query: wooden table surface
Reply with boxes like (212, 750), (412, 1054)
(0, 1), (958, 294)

---

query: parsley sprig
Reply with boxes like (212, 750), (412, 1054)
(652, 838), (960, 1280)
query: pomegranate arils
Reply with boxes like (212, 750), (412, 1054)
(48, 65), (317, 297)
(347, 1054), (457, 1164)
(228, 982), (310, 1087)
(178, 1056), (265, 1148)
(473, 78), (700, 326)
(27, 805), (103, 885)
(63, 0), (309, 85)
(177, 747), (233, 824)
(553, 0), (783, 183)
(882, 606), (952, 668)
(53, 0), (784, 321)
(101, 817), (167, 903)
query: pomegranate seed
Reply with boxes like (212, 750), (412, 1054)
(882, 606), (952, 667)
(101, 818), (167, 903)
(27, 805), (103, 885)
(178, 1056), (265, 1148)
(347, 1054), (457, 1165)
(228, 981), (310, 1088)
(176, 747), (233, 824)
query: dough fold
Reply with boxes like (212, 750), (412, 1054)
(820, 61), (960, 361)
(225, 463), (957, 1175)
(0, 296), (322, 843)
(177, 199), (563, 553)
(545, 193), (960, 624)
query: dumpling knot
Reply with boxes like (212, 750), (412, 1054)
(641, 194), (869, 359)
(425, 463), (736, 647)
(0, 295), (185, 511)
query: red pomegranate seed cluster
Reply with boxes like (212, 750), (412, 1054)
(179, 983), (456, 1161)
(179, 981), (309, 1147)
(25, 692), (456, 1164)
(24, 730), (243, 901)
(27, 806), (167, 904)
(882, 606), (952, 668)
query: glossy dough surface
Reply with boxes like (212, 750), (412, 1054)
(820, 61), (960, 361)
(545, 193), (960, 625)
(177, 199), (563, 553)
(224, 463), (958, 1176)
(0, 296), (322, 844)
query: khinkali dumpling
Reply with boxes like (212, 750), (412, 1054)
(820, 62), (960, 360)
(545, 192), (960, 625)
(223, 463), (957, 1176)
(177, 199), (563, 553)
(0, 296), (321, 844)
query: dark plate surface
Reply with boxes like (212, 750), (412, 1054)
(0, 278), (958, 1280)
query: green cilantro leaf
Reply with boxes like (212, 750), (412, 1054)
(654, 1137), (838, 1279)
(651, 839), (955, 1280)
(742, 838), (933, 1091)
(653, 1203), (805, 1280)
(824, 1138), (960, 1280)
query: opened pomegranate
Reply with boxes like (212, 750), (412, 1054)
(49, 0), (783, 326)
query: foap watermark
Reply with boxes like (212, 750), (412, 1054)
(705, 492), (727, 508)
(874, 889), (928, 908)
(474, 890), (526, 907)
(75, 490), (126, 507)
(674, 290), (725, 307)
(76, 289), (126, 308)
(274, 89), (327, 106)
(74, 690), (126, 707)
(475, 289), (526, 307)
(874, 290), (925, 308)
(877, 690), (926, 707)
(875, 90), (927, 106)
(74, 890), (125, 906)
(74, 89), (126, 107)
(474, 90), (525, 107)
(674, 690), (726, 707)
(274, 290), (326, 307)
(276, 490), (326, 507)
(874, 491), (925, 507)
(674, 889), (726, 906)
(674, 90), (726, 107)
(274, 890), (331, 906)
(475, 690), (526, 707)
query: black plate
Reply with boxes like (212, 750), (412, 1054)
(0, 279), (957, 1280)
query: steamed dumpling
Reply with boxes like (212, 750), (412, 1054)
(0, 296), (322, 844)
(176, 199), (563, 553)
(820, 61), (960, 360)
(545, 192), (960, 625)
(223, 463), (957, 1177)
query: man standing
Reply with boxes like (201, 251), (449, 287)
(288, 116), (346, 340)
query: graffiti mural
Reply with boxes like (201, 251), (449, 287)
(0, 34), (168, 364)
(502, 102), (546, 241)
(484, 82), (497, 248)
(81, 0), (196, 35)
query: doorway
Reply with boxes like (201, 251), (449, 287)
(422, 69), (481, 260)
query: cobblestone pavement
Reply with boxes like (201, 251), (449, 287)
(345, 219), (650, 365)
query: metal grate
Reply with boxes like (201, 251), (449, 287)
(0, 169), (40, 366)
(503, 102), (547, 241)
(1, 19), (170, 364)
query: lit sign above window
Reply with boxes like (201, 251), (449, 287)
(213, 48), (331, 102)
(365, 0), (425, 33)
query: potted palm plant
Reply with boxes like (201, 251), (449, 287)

==

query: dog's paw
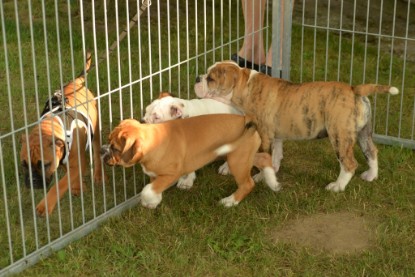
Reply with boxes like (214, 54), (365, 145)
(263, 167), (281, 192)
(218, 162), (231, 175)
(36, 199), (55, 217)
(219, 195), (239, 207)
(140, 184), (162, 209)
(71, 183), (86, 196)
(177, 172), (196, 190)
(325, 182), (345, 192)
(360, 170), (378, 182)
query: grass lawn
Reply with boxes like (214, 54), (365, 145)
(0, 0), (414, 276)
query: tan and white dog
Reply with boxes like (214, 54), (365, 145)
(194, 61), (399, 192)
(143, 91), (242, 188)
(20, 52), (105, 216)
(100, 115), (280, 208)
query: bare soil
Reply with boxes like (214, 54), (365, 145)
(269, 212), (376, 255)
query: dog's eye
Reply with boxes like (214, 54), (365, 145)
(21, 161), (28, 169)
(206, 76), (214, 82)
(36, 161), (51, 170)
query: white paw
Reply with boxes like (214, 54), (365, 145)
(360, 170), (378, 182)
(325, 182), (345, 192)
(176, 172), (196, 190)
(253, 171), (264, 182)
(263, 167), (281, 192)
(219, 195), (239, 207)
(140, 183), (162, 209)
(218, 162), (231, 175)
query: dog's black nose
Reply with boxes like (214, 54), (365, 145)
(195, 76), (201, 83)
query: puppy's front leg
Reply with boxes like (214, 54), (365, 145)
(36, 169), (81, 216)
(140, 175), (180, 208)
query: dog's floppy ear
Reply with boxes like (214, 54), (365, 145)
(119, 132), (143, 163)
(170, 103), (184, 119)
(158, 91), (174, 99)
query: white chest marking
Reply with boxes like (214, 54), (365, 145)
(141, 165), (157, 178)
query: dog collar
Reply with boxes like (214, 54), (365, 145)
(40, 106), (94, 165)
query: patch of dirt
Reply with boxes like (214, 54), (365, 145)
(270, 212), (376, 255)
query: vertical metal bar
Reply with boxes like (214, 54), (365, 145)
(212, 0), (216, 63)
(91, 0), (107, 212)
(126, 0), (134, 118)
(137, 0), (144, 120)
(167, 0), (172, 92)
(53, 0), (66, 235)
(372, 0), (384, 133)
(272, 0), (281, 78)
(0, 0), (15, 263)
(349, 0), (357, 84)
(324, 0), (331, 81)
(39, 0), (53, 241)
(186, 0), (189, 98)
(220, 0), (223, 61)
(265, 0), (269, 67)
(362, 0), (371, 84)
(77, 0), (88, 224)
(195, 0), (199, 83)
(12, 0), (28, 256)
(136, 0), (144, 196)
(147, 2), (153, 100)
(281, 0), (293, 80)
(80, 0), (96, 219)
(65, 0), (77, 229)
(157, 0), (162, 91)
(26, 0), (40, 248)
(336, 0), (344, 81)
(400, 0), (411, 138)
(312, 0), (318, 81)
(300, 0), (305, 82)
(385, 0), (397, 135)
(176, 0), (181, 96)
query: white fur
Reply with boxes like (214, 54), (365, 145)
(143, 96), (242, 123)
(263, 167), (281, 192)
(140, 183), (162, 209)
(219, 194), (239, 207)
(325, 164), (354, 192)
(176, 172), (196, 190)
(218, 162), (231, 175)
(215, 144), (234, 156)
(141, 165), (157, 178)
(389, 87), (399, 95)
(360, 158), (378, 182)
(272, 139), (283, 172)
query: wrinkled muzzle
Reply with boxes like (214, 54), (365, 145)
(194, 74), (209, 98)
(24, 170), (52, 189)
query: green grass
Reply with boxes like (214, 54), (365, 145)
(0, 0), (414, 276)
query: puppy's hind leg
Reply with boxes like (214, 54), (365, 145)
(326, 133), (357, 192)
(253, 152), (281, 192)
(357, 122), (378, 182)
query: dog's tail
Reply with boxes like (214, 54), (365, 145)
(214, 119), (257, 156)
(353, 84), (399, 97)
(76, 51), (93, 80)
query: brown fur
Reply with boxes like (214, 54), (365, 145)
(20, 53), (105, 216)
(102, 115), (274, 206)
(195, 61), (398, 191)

- [WHAT NEEDS TO BE DONE]
For each line of the material that includes the word "seed", make a copy.

- [SOLUTION]
query: pomegranate seed
query: red pomegranate seed cluster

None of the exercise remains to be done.